GIVEN REQUEST ▸
Render every one of the records below as a Markdown table with the columns Row and Line, putting each nonblank line in its own numbered row. Leave the pictures out.

RECORDS SHOWN ▸

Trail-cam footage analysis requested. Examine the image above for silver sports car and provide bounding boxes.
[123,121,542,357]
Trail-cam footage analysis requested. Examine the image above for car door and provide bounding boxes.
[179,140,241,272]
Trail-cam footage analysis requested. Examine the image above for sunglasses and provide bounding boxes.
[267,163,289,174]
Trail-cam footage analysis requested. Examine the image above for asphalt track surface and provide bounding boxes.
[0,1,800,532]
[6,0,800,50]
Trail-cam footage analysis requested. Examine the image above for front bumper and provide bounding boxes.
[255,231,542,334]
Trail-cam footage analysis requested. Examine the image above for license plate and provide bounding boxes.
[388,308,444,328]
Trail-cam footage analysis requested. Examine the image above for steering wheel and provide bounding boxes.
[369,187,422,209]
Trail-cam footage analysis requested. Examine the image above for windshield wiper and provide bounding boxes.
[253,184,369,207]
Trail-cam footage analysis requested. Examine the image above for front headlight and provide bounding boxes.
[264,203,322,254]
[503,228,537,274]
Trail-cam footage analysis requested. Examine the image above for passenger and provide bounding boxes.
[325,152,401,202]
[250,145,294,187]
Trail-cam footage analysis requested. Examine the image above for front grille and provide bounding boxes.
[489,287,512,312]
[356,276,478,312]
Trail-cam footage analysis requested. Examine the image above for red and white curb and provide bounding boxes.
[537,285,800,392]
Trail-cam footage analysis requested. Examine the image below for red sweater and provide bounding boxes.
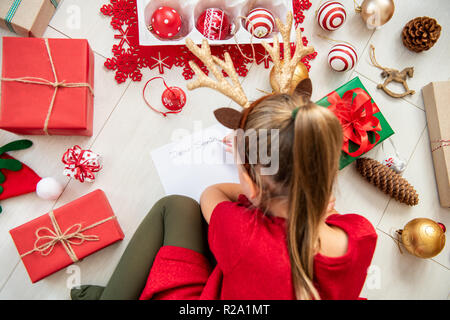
[140,196,377,300]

FINAL RESULT ▸
| Row | Line |
|---|---|
| 1 | Trail-cam footage analysis requested. Examine the image above for silver sports car and provide bounding boxes. |
| 2 | [123,121,542,357] |
| 3 | Trail-cam footage analysis requested. Examine the image above for car door and provide bounding boxes. |
| 4 | [179,140,241,272] |
| 5 | Trail-cam footage analysis requested. Examine the image above for sunglasses and provide bounding boxes. |
| 6 | [267,163,289,174] |
| 7 | Trail-cam footage analysis requested. Examine the image above for asphalt track surface and provide bounding boxes. |
| 8 | [0,1,800,532] |
| 9 | [6,0,800,50] |
| 10 | Trail-cam footage analysis requested. Examine the image above for front bumper and provide bounding boxes. |
| 11 | [255,231,542,334] |
| 12 | Trail-cam footage analysis requested. Examine the image above for license plate and provide bounding boxes. |
| 13 | [388,308,444,328] |
| 14 | Trail-cam footage analysis requested. Examine the image above for steering wheel and provide bounding boxes. |
| 15 | [369,187,422,209] |
| 16 | Trail-cam footage analysis requested. Examine the image above for windshield wiper and provide bounding boxes. |
| 17 | [253,184,369,207] |
| 18 | Trail-cam footage analysis requested. Examine the image above for front headlight and provide bounding boxes. |
| 19 | [264,203,322,254] |
| 20 | [503,228,537,274] |
| 21 | Trail-cam footage analysis requested. Examine the image above for passenger and provide bounding boxes. |
| 22 | [325,152,401,202] |
| 23 | [250,145,294,187] |
| 24 | Trail-cam footage analysis requested. Examine the image above for front grille and provide bounding boxes. |
| 25 | [489,287,512,312] |
| 26 | [356,276,478,312] |
| 27 | Trail-cam footage analysis requested. Examine the image above for red and white curb and provide bounding boxes. |
| 28 | [537,285,800,392] |
| 29 | Trail-cam footage analysis requested. Examine the image below for red sweater and provide bounding boxes. |
| 30 | [140,196,377,300] |